**EXERCISE REQUIREMENTS**
Write out the material below again, changing "pin" to "marker" everywhere it appears and leaving everything else as it is.

--------------------------------------------------

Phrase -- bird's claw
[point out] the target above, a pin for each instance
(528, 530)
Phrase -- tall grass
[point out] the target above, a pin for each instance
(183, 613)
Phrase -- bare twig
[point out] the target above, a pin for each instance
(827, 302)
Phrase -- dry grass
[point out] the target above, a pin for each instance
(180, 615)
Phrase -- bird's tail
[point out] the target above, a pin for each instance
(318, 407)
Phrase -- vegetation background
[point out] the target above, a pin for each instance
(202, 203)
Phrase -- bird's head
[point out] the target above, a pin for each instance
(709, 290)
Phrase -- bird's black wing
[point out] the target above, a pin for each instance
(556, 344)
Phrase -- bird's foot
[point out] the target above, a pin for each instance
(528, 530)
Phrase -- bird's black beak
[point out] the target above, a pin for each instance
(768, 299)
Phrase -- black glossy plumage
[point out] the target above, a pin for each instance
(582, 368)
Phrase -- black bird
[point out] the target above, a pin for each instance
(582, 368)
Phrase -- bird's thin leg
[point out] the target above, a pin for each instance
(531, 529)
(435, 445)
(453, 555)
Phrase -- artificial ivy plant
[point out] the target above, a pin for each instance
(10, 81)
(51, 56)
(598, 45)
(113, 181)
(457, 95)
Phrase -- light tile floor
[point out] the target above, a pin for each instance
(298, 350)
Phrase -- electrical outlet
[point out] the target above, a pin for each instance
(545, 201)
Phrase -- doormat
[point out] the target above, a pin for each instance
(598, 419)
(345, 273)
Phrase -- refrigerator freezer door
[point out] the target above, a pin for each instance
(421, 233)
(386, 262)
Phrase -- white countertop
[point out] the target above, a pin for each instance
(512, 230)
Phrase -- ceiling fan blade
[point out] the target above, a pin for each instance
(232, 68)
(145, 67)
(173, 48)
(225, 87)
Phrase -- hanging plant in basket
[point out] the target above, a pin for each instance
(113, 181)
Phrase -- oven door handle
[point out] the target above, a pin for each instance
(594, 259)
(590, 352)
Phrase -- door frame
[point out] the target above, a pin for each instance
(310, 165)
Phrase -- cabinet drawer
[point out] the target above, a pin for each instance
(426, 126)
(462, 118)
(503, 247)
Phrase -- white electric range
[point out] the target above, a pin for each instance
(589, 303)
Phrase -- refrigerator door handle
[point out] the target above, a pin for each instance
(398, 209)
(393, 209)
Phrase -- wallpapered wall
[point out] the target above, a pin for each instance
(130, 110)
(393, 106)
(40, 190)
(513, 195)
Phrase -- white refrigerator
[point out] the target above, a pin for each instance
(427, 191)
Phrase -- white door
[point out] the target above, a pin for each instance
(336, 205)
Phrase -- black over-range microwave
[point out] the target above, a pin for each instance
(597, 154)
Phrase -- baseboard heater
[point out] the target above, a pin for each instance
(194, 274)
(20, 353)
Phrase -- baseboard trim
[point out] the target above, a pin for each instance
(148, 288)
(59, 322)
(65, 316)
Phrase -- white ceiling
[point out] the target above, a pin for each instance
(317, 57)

--------------------------------------------------

**RESULT FOR THIS EXERCISE**
Phrase -- bird's claw
[point out] the target above, a marker for each instance
(528, 530)
Phrase -- tall grass
[point out] the target above, a marker for each instance
(183, 613)
Phrase -- bare twig
[point out] the target above, a marker for each instance
(827, 302)
Phrase -- dry grass
[point out] the target above, a marker for each instance
(180, 615)
Phrase -- bird's tail
[point out] the target above, a marker for each instance
(318, 407)
Phrase -- vegetation background
[point out] the target above, a marker for each instance
(202, 203)
Phrase -- bird's head
[point out] the target above, a marker for each instance
(709, 290)
Phrase -- bird's black wing
[point out] the target above, a marker for each instance
(556, 344)
Phrase -- bird's foot
[point out] the target above, a marker for each instance
(528, 530)
Phrase -- bird's black beak
[point out] the target above, a marker for each instance
(768, 299)
Phrase -- black glossy plumage
[point out] the target above, a marker for each instance
(582, 368)
Phrase -- black bird
[point out] the target above, a marker for each instance
(582, 368)
Phrase -- bird's thin leg
[point out] the target above, a marker for each instance
(531, 529)
(435, 445)
(453, 555)
Phrase -- artificial ivy plant
[point out] the target above, a marker for each instance
(10, 81)
(51, 56)
(598, 45)
(113, 181)
(457, 95)
Phrase -- light tile floor
[point out] the target above, a marker for each instance
(298, 350)
Phrase -- electrical outlet
[point out] the target above, a marker for each instance
(545, 201)
Phrase -- doormat
[point out] the target above, a marker for each instance
(598, 419)
(345, 273)
Phrase -- refrigerator freezer door
[point out] the target above, a marker for each instance
(421, 233)
(386, 262)
Phrase -- white countertop
[point out] the target above, a marker for each instance
(512, 230)
Phrase -- ceiling fan blade
[point out] the target above, a marker for each instance
(232, 68)
(145, 67)
(173, 48)
(225, 87)
Phrase -- hanging plant in basket
[point out] the target above, a marker for each instance
(113, 181)
Phrase -- oven door handle
[point out] the target above, a marker for each instance
(594, 259)
(590, 352)
Phrase -- door frame
[point out] the target above, a marker for each instance
(310, 165)
Phrase -- cabinet drawer
[point out] the target above, a marker for each instance
(426, 126)
(462, 118)
(503, 247)
Phrase -- white electric range
[point out] the target above, a marker for each instance
(589, 303)
Phrase -- refrigerator door handle
[point out] the target above, a marker for each instance
(398, 209)
(393, 209)
Phrase -- wallpapered wall
[point out] the target above, a marker for each instance
(130, 110)
(393, 106)
(40, 190)
(513, 195)
Phrase -- white refrigerator
[point out] the target above, a marker for each instance
(427, 191)
Phrase -- white door
[point out] the target above, a marker for each instance
(336, 205)
Phrase -- black over-range microwave
[point out] the target above, a marker for each instance
(597, 154)
Phrase -- baseboard heater
[point out] the target above, a marker for each instance
(194, 274)
(20, 353)
Phrase -- baseboard trim
[point out] the target above, a marker for each instance
(148, 288)
(59, 322)
(65, 316)
Phrase -- white ceiling
[point out] the target above, a marker for each instance
(317, 57)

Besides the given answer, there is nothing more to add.